→ **Excerpted text**:
┌────────

BRUSSELS, Belgium -- NATO launched airstrikes against Yugoslavia on Wednesday, NATO Secretary-General Javier Solana said.

Solana gave no details about the number of aircraft or missiles involved in the initial phase of the attack, nor what the targets were."We must stop the violence and bring an end to the humanitarian catastrophe now taking place in Kosovo," he said. "We have a moral duty to do so."

The NATO action followed the collapse of months of diplomatic efforts by the Americans and several European nations. The order was given to attack after a last-ditch effort by U.S. special envoy Richard Holbrooke failed to persuade Yugoslav President Slobodan Milosevic to halt his offensive against ethnic Albanians in Kosovo.

"In the last months, the international community has spared no efforts to achieve a negotiated solution in Kosovo," Solana said in a written statement. "But it has not been possible."

U.S. B-52 bombers took off from their base in Britain early Wednesday, and air raid sirens sounded in Kosovo's capital. French radio said waves of planes departed Wednesday night from Aviano air base in northern Italy, across the Adriatic Sea from Yugoslavia.

Detonations went off in Pristina, Kosovo's capital. Residents reached by telephone said at least four huge detonations were heard -- one quite loud. Air raid sirens also were heard in the Yugoslav capital, but no explosions.

Milosevic, in a nationally televised address, called on his people to defend the country "by all means."

"What is at stake here is the freedom of the entire country," Milosevic said. He reiterated his rejection of foreign troops to police a U.S.-brokered peace deal for Kosovo.

└────────

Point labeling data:
┌────────

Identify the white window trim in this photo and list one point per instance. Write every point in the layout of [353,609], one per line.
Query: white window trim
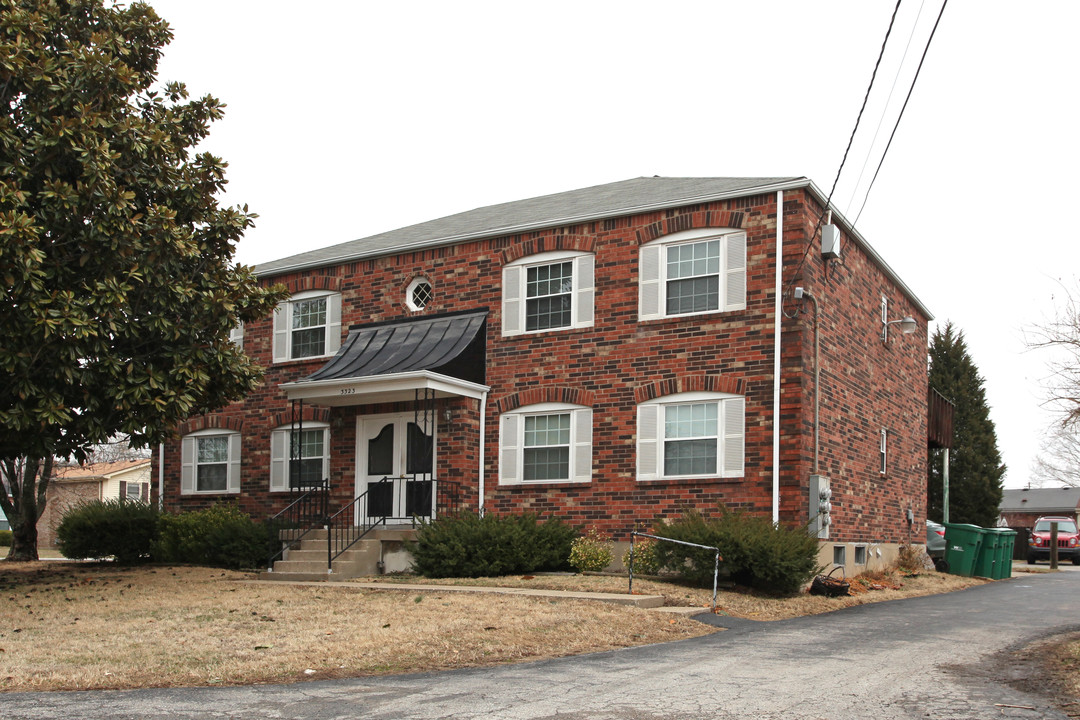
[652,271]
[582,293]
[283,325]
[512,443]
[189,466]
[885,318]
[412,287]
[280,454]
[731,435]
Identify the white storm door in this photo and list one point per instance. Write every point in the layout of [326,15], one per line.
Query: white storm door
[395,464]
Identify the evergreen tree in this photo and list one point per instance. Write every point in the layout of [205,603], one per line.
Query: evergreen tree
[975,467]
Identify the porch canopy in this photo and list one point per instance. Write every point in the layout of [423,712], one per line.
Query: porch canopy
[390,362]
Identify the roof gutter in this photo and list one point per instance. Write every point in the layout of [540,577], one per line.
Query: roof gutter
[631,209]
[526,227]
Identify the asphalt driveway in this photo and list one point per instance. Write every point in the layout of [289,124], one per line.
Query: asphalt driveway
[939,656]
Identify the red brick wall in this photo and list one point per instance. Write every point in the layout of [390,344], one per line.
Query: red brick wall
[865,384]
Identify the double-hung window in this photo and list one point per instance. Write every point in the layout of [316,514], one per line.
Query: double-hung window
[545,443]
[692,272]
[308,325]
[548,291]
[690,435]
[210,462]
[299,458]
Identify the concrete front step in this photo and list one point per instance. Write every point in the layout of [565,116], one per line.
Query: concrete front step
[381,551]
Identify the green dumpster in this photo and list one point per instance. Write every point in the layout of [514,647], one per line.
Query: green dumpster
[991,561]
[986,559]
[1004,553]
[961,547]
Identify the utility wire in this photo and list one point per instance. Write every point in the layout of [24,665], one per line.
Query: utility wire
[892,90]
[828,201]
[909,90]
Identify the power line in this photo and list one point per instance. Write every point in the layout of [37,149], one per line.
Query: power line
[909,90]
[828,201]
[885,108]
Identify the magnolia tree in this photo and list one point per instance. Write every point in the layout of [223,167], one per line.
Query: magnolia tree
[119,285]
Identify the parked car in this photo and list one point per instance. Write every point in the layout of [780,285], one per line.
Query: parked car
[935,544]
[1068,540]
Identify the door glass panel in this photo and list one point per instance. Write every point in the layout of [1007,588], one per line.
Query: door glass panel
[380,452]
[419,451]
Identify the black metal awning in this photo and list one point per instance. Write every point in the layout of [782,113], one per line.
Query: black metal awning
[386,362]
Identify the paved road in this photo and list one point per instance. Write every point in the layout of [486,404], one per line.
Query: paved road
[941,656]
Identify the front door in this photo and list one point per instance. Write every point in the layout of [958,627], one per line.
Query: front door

└────────
┌────────

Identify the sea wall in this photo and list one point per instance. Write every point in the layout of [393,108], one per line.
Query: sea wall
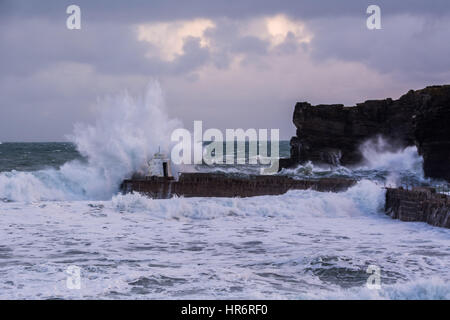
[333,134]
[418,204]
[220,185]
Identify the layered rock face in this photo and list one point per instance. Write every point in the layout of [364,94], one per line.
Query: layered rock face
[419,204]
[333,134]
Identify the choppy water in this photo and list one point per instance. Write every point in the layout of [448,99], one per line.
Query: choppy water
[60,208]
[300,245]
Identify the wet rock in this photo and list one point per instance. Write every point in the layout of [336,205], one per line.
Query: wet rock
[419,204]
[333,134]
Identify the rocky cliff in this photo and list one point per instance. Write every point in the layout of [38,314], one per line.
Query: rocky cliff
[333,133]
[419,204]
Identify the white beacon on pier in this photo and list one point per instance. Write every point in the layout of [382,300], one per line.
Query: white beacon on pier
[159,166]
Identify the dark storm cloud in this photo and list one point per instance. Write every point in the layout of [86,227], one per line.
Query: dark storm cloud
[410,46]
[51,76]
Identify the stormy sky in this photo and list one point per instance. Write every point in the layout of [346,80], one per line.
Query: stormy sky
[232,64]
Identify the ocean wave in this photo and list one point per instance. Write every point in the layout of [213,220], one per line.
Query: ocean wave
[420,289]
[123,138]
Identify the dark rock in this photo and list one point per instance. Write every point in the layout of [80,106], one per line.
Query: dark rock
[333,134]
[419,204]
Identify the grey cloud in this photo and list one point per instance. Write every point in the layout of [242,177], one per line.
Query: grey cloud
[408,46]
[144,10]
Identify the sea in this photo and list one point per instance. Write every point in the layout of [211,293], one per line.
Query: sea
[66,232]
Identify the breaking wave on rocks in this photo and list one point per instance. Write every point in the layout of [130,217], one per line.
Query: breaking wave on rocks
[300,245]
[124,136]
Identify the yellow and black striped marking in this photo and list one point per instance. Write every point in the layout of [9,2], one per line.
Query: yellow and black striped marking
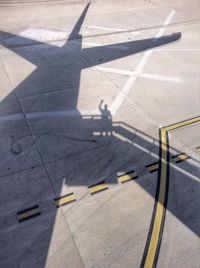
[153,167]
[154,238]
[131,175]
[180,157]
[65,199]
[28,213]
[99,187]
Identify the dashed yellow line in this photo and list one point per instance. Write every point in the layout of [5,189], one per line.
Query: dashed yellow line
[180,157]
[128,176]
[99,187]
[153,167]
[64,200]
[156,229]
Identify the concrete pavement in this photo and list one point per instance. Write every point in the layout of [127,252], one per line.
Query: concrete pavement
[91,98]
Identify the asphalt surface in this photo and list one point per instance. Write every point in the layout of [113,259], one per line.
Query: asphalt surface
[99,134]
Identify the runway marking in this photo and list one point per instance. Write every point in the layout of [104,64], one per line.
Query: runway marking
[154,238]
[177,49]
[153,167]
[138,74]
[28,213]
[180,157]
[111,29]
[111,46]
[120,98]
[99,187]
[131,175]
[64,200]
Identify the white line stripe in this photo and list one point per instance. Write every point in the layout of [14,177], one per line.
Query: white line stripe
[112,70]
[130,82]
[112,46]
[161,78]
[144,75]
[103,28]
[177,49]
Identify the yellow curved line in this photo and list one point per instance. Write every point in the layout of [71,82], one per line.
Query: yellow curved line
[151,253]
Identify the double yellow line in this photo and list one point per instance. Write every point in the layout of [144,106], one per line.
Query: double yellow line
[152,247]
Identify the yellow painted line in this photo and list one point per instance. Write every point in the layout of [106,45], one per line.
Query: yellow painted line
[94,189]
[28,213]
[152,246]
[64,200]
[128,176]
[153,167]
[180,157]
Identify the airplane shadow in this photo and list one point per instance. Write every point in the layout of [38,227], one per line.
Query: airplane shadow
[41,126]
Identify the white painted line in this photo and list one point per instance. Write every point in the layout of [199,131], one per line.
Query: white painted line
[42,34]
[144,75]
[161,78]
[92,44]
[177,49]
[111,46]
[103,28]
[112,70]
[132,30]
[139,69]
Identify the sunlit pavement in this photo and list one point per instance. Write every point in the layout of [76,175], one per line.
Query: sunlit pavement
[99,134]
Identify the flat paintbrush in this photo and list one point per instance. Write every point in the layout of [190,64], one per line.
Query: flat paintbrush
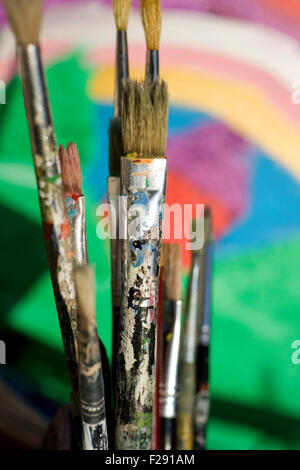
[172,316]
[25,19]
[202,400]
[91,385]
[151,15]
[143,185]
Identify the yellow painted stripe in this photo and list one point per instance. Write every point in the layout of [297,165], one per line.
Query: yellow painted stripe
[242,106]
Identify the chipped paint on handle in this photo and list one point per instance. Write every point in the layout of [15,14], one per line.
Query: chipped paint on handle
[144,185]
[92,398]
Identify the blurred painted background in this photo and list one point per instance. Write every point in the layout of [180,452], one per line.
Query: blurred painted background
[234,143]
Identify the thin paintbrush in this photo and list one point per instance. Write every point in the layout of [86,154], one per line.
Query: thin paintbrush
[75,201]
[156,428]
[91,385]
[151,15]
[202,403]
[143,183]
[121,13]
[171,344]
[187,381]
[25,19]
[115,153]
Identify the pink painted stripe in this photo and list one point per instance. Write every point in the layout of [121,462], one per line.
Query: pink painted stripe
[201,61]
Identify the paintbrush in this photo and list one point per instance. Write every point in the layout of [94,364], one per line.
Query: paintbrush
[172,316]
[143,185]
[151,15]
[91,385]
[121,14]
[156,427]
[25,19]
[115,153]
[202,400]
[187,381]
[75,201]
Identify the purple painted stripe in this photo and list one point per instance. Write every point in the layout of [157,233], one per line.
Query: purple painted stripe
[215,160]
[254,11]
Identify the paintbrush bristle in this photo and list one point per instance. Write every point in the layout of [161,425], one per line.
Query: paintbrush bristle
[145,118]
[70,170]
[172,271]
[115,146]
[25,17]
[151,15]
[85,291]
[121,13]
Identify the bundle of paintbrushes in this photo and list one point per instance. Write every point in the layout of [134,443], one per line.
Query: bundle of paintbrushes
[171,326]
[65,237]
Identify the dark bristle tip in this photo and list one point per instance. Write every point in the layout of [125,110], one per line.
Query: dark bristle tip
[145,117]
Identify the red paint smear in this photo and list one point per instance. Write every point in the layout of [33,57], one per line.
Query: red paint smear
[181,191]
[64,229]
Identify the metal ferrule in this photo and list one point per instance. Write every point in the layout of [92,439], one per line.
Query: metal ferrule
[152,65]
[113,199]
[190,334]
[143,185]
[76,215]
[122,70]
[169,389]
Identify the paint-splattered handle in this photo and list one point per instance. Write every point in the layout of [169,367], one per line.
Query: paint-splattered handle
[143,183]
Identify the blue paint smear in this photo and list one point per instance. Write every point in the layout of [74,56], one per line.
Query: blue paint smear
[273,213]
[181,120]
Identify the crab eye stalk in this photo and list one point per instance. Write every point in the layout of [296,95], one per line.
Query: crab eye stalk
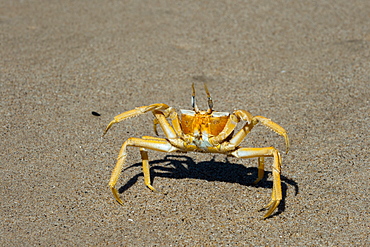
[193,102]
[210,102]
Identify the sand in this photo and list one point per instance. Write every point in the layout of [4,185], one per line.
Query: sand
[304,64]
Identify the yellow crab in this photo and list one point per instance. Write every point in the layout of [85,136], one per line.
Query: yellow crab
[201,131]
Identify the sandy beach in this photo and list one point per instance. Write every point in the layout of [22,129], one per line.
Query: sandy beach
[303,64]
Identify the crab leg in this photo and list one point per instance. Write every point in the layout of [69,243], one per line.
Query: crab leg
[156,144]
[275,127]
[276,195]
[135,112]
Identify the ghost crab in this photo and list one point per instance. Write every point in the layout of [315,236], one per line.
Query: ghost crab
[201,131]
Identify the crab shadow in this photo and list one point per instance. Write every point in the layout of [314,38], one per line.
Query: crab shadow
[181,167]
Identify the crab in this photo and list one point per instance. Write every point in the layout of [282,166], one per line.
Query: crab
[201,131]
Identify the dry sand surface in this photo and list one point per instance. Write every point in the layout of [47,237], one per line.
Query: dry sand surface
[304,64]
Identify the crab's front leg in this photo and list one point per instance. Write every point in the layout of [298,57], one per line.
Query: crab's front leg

└────────
┌────────

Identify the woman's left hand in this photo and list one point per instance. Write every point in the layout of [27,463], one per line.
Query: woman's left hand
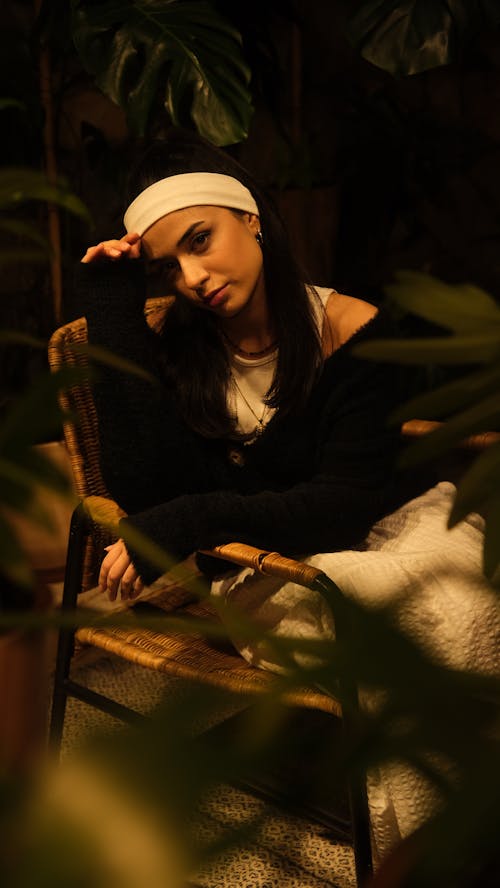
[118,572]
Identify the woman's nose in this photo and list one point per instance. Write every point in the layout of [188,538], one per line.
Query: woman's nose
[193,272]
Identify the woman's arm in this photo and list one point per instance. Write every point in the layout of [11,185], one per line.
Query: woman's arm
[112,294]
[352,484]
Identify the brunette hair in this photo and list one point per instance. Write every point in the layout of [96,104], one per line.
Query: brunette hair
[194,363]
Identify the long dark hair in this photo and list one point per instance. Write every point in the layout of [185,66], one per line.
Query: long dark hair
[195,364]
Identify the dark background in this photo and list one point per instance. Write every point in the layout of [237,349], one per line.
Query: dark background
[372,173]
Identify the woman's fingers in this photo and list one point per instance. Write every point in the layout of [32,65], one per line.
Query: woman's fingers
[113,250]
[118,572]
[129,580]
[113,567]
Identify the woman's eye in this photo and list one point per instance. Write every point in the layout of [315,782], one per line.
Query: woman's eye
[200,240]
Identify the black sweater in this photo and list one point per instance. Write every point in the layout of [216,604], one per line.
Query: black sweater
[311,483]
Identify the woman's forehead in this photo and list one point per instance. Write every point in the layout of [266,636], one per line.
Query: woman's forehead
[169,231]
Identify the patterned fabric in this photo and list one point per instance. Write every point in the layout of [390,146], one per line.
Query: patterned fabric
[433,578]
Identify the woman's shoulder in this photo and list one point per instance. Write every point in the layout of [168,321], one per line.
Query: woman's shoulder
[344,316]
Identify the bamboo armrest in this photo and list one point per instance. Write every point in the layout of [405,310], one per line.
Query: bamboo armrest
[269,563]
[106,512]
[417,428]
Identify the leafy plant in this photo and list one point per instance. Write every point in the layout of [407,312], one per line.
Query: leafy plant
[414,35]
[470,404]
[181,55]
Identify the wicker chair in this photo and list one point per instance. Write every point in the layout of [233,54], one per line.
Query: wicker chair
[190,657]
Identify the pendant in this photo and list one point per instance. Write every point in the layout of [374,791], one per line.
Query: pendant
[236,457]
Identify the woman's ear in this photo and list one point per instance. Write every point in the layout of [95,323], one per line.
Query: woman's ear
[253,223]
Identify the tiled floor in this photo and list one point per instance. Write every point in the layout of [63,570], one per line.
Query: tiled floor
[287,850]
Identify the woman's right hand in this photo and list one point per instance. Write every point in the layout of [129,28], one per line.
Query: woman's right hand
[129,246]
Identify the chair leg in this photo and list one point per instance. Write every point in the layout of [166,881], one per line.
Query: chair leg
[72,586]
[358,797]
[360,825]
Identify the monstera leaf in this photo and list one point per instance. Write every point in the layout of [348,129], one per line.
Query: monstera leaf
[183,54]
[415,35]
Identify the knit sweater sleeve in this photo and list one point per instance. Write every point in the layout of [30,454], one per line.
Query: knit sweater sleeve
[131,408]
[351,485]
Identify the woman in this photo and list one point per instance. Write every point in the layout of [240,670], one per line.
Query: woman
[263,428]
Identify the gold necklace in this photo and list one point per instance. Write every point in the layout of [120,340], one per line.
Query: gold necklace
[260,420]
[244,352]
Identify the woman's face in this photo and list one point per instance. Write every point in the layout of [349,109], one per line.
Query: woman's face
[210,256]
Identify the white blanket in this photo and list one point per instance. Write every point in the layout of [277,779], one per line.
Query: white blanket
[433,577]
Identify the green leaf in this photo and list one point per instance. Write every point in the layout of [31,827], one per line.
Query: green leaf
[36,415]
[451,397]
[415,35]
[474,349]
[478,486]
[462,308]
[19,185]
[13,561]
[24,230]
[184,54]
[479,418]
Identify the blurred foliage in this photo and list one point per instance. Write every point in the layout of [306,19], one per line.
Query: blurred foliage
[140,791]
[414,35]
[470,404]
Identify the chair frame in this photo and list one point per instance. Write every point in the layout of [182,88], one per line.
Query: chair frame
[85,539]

└────────

→ **Written exercise 1**: Copy everything from "Detonations went off" down to "deal for Kosovo." in the NATO airstrikes article, switching "Pristina" to "Prishtina".
→ **Written exercise 2**: Using the NATO airstrikes article, explain what led to the order to attack being given.
The data above is separate material from the article on the NATO airstrikes.

→ **Task response 1**:
Detonations went off in Prishtina, Kosovo's capital. Residents reached by telephone said at least four huge detonations were heard -- one quite loud. Air raid sirens also were heard in the Yugoslav capital, but no explosions.

Milosevic, in a nationally televised address, called on his people to defend the country "by all means."

"What is at stake here is the freedom of the entire country," Milosevic said. He reiterated his rejection of foreign troops to police a U.S.-brokered peace deal for Kosovo.

→ **Task response 2**: The order came after months of diplomatic efforts by the Americans and several European nations collapsed. A last-ditch effort by U.S. special envoy Richard Holbrooke failed to persuade Yugoslav President Slobodan Milosevic to halt his offensive against ethnic Albanians in Kosovo.